##### Material supplied

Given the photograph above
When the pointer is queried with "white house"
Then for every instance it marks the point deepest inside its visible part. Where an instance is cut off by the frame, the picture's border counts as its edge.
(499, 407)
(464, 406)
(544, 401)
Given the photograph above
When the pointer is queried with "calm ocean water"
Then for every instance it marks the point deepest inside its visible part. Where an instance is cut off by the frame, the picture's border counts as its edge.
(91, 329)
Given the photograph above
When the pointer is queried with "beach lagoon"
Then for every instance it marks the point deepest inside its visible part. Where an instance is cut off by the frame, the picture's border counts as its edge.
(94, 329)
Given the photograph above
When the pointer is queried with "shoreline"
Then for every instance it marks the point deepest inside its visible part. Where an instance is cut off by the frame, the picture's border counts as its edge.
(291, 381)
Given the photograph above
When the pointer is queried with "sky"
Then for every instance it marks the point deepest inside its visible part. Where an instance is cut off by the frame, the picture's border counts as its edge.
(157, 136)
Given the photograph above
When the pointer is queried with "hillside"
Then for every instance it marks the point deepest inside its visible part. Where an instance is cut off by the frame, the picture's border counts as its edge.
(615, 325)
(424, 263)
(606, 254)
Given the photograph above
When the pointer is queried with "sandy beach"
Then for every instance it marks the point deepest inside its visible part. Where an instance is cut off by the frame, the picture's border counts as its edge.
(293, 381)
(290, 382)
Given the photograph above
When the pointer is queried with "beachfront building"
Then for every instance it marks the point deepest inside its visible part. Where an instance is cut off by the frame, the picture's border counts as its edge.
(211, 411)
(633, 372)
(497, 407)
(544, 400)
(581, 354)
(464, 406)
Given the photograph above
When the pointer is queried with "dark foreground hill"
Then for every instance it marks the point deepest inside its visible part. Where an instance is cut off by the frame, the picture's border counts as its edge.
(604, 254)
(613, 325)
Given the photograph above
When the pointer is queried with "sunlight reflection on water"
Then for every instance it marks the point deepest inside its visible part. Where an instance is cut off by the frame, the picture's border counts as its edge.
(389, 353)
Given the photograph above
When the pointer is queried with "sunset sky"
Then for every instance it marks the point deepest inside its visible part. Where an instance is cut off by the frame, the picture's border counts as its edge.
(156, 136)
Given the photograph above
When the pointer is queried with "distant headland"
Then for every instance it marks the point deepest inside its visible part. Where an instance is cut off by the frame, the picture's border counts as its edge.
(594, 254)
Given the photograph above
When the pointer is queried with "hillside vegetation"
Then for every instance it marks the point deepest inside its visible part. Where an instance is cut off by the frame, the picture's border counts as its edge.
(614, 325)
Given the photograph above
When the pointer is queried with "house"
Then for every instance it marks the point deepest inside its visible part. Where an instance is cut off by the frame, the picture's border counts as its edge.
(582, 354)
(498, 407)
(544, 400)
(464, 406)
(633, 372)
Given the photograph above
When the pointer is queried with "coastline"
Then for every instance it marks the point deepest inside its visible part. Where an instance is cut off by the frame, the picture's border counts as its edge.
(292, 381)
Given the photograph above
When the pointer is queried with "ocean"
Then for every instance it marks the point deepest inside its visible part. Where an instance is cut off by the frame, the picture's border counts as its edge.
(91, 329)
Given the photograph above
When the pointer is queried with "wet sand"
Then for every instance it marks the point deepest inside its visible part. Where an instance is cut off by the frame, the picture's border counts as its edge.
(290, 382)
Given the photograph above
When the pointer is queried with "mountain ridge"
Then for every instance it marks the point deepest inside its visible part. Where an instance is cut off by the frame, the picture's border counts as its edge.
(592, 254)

##########

Problem requirements >> Reproduce all of the data above, exactly and without omission.

Exercise response >>
Given the photograph above
When the pointer is queried with "white house"
Then for every instance it marks the point deepest inside its visible part. Where an instance is cut off by the frame, the picture's border counts as its edge.
(499, 407)
(464, 406)
(544, 401)
Given the photograph above
When the pointer is queried with "calm ocean water"
Then for every instance it marks the point deepest inside its visible part. Where an instance is cut off by the frame, the picture's border counts as its edge.
(91, 329)
Given the photograph above
When the pointer is queried with "beach lagoon"
Then for every instance it marks the point deepest inside its visible part. Where an instance is cut off by the frame, the picture's border counts as its edge.
(94, 329)
Given the photograph above
When the pointer is queried with "shoreline"
Then for every instance it marks the point deepest inside its visible part. Where an instance is cut off by the frame, the picture's border counts as its edge.
(291, 381)
Given the photograph above
When the pointer is queried with "sky"
Then for every instance it marks the point deepest inside its visible part. Where an instance is cut off by the frame, the picture's border counts as its edge.
(157, 136)
Given the photograph above
When the pointer is queried with "hillside"
Then for every instance it marks the point deepest inside its visible part. Where an instance is cut off by the frame, the picture's border counts as its edge.
(615, 325)
(424, 263)
(606, 254)
Given the photograph above
When the pointer is queried with "sandy beach"
Then for every instance it marks the point deepest inside its visible part. Where an instance is cut off by the frame, the picture's border counts as its edge.
(293, 381)
(290, 382)
Given the photograph above
When the pointer is queried with "beachfront building"
Then for every instance it marks the point deepest inside its visible part. Where an instance is cut off by the frame, the picture's border counts as its edge.
(211, 411)
(633, 372)
(497, 407)
(544, 400)
(581, 354)
(464, 406)
Given the photograph above
When the pointer is queried with "dark foreground hill"
Then for every instance it marks the point deepest inside its visible part. Where an instance is cut off by the frame, the picture's border counts as its edge.
(604, 254)
(613, 325)
Given the photograph above
When the pointer is queried with "sunlight reflection on water"
Then for every instance it marks the point deepest inside its visible part. Where an instance is cut off by the frame, the picture's border counts as its edge.
(389, 353)
Given the photograph above
When the pointer is queried with "sunset sky"
Then for every instance it marks the point deepest inside its visible part. Where an instance is cut off by the frame, the picture's border counts as its edge.
(156, 136)
Given the photograph above
When the pointer is queried with "distant headland"
Then for every instance it marks the point deepest inside its visible part. Where an instance is cut off by the frame, the picture's border counts as its edge.
(594, 254)
Given the photograph above
When the pointer is queried with "hillside vegetation"
Then for every instance it marks the point deepest inside its visible part. Where an instance is cut off by the frame, the picture's border counts as its edge.
(614, 325)
Given the photograph above
When the pointer is queried with "house"
Then for every instance it marks the point deepest inside its visible part. Where an instance is cut off by the frame, the picture's border counts as its edge.
(582, 354)
(498, 407)
(544, 400)
(464, 406)
(633, 372)
Given the photograph above
When the pointer is queried with "coastline"
Then for every instance it marks the point deepest inside its visible part. Where an instance is cut off by the frame, the picture's border counts as its edge.
(292, 381)
Given the photograph above
When the pointer is queried with "ocean"
Then for every instance it marks the point deepest inside its visible part. Where an instance is cut off by the frame, the picture's border counts as its edge.
(91, 329)
Given the photograph above
When the pointer is queried with "wet sand"
Then for every instance it marks the point deepest inside its visible part. Where an instance is cut off by the frame, the picture's border counts as its edge.
(290, 382)
Given the photograph above
When the pointer is queried with "mountain ridge"
Then for every instance it marks the point deepest inside its visible part. Where an instance is cut off by the frame, the picture's border counts as its edge.
(592, 254)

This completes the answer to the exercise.